Objective: Format all of the records below as a JSON array of strings, one string per line, skipping blank lines.

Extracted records
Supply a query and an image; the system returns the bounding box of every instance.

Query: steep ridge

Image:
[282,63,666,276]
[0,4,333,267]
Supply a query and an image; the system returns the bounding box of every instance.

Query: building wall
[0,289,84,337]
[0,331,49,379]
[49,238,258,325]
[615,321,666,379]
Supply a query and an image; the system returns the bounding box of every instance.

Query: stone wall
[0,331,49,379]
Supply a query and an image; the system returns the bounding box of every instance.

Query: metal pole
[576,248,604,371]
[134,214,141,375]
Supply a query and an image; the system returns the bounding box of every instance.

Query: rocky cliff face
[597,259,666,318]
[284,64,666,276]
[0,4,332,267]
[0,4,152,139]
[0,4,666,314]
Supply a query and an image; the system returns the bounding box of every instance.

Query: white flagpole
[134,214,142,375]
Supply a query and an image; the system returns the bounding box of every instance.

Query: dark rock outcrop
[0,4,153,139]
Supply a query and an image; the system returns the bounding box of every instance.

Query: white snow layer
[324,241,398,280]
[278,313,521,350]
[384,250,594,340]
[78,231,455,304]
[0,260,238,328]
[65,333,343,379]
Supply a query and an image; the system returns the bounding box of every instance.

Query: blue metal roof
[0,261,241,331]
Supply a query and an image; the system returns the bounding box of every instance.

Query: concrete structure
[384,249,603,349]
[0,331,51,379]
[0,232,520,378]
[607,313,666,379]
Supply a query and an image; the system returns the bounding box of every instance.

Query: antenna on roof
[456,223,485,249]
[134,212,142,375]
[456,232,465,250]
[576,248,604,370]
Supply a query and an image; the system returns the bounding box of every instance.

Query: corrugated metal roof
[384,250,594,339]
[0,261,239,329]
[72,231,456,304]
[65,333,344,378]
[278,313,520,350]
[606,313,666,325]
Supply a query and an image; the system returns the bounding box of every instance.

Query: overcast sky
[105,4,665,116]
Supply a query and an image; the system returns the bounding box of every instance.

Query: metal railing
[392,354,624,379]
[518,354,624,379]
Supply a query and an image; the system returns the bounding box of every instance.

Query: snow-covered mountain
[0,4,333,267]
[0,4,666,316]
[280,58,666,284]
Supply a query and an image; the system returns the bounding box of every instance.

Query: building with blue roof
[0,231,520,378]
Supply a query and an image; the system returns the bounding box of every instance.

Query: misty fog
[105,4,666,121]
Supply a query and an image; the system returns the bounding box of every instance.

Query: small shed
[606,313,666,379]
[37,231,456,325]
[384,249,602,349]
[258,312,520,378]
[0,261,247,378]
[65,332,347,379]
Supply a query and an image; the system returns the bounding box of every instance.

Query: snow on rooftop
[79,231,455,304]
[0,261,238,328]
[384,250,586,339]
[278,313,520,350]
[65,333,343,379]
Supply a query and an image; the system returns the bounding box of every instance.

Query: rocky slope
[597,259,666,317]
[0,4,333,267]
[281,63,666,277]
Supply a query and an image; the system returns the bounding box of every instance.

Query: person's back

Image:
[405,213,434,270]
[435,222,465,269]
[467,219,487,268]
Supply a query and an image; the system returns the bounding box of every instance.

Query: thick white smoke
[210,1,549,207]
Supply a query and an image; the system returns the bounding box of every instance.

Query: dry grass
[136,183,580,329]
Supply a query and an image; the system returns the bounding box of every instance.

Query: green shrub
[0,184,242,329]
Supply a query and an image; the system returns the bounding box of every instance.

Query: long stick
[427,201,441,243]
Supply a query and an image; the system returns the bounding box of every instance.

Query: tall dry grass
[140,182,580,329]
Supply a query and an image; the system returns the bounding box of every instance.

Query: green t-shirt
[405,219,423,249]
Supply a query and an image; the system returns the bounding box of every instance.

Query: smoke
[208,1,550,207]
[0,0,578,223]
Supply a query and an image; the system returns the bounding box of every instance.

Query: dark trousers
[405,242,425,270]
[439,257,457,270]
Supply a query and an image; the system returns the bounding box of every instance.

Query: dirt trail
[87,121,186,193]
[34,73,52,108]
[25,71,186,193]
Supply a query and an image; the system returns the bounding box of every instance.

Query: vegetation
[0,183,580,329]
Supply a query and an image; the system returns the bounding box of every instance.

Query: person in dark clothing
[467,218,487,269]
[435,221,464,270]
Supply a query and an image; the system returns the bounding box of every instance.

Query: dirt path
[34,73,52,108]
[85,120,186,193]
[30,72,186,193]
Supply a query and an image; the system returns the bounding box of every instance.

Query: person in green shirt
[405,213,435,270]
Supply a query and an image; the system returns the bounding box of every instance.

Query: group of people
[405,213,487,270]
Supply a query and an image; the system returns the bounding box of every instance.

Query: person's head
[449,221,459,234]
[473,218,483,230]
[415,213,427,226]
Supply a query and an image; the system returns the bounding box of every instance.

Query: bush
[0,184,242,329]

Task output:
[
  "Supply a query and an image; the system returns the bounding box of every instance.",
  "Query: steep ridge",
  "Image:",
  "[282,63,666,276]",
  "[0,4,333,267]",
  "Supply a query and an image; the system returns the bounding box of every instance.",
  "Query: building wall",
  "[0,289,84,337]",
  "[0,331,49,379]",
  "[49,238,258,325]",
  "[615,321,666,379]",
  "Supply a query and an image; the system returns the bounding box of every instance.",
  "Query: stone wall",
  "[0,331,49,379]",
  "Supply a query and an image; the system returns the bounding box of every instance.",
  "Query: metal pole",
  "[576,248,604,371]",
  "[134,214,141,375]",
  "Supply a query and an image; the system returns the bounding box of every instance.",
  "Query: rocky cliff face",
  "[597,259,666,318]",
  "[284,64,666,276]",
  "[0,4,332,267]",
  "[0,4,152,139]",
  "[0,4,666,314]",
  "Supply a query and an image; the system returns the bounding box of every instance.",
  "Query: white flagpole",
  "[134,214,142,375]",
  "Supply a query and an image; the system returns the bounding box of every instance.",
  "Query: dark rock outcrop",
  "[0,4,153,139]",
  "Supply a query and an image; the system returns the bounding box of every instance.",
  "Query: white snow layer",
  "[324,241,398,280]",
  "[278,313,521,350]",
  "[384,250,594,340]",
  "[78,231,455,304]",
  "[0,260,238,328]",
  "[65,333,343,379]",
  "Supply a query and an image; the system returns the bounding box of every instance.",
  "Query: blue metal roof",
  "[0,261,241,331]",
  "Supply a query and an image; the system returns the bounding box of every instance.",
  "Query: concrete structure",
  "[384,249,603,349]",
  "[0,331,51,379]",
  "[0,232,520,378]",
  "[607,313,666,379]",
  "Supply a query and an image; the system returns the bounding box of every instance.",
  "Query: antenna on roof",
  "[456,223,485,249]",
  "[134,212,142,375]",
  "[456,232,465,250]",
  "[576,248,604,370]",
  "Supply a query and an image; the system returns the bounding box of every instance.",
  "Query: corrugated metal roof",
  "[384,250,594,339]",
  "[0,261,239,329]",
  "[72,231,456,304]",
  "[65,333,344,378]",
  "[278,313,520,350]",
  "[606,313,666,325]",
  "Supply a query and an image; the system returns the bounding box of every instance.",
  "Query: overcast sky",
  "[105,4,665,116]",
  "Supply a query and an image; the system returns the bounding box of every instance.",
  "Query: metal railing",
  "[392,354,624,379]",
  "[518,354,624,379]",
  "Supply a query and an image; the system returns the bounding box of every instance.",
  "Query: snow-covered mountain",
  "[0,4,333,267]",
  "[0,4,666,316]",
  "[280,58,666,284]",
  "Supply a query and an image; the system returns the bounding box of every instance.",
  "Query: building with blue roof",
  "[0,231,520,378]",
  "Supply a query and an image; the system returns the bounding box of every instance.",
  "Query: misty fog",
  "[105,4,666,121]",
  "Supply a query and an image; the system returns the bounding box of every instance.",
  "Query: small shed",
  "[606,313,666,379]",
  "[37,231,456,325]",
  "[384,249,602,349]",
  "[258,312,520,378]",
  "[0,261,247,378]",
  "[65,332,347,379]",
  "Supply a query and an image; the system returns the bounding box of every instance.",
  "Query: snow on rooftop",
  "[79,231,455,304]",
  "[0,261,238,328]",
  "[384,250,586,339]",
  "[278,313,520,350]",
  "[65,333,343,379]",
  "Supply a query and an image; the system returns the bounding box of every instance.",
  "Query: rocky slope",
  "[597,259,666,317]",
  "[0,4,333,267]",
  "[281,63,666,277]",
  "Supply a query and an image; the system returns the bounding box of every instance.",
  "Query: person's back",
  "Image:",
  "[405,213,434,270]",
  "[435,222,465,269]",
  "[467,219,487,268]",
  "Supply a query and an image; the system returns the bounding box of every instance.",
  "Query: thick white smoke",
  "[210,1,549,207]",
  "Supply a query and an image; the system returns the bounding box of every instance.",
  "Query: dry grass",
  "[136,183,580,329]",
  "Supply a query and an image; the system returns the bounding box of every instance.",
  "Query: green shrub",
  "[0,184,242,329]",
  "Supply a query and an image; the system returns the bounding box of every instance.",
  "Query: long stick",
  "[427,201,441,243]",
  "Supply a query and an image; the system returns the bounding box of every instance.",
  "Query: tall dry grass",
  "[140,182,580,329]",
  "Supply a query and an image; the system returns the bounding box of every instance.",
  "Query: green t-shirt",
  "[405,219,423,249]",
  "Supply a query and an image; the system returns the bounding box of every instance.",
  "Query: smoke",
  "[208,1,550,207]",
  "[0,0,578,223]",
  "Supply a query and an image; the system returns the bounding box of every instance.",
  "Query: dark trousers",
  "[405,242,425,270]",
  "[439,257,457,270]",
  "Supply a query and an image; the system returns the bounding box of every instance.",
  "Query: dirt trail",
  "[87,121,186,193]",
  "[34,73,52,108]",
  "[25,71,186,193]",
  "Supply a query and an image; the system returns the bounding box of every instance.",
  "Query: vegetation",
  "[0,183,580,329]",
  "Supply a query and an image; the system returns the bounding box of every instance.",
  "Query: person in dark clothing",
  "[467,218,487,269]",
  "[435,221,464,270]",
  "Supply a query and an image; the system returns the bounding box of every instance.",
  "Query: dirt path",
  "[34,73,52,108]",
  "[85,120,186,193]",
  "[30,72,186,193]",
  "Supply a query and an image; the system returns the bounding box of every instance.",
  "Query: person in green shirt",
  "[405,213,435,270]",
  "Supply a query and an image; the system returns the bounding box of every instance.",
  "Query: group of people",
  "[405,213,487,270]",
  "Supply a query and an image; the system returns the bounding box of every instance.",
  "Query: person's head",
  "[449,221,459,234]",
  "[473,218,483,230]",
  "[415,213,427,226]",
  "Supply a query and an image; the system returns the bounding box of every instance.",
  "Query: bush",
  "[0,184,242,329]"
]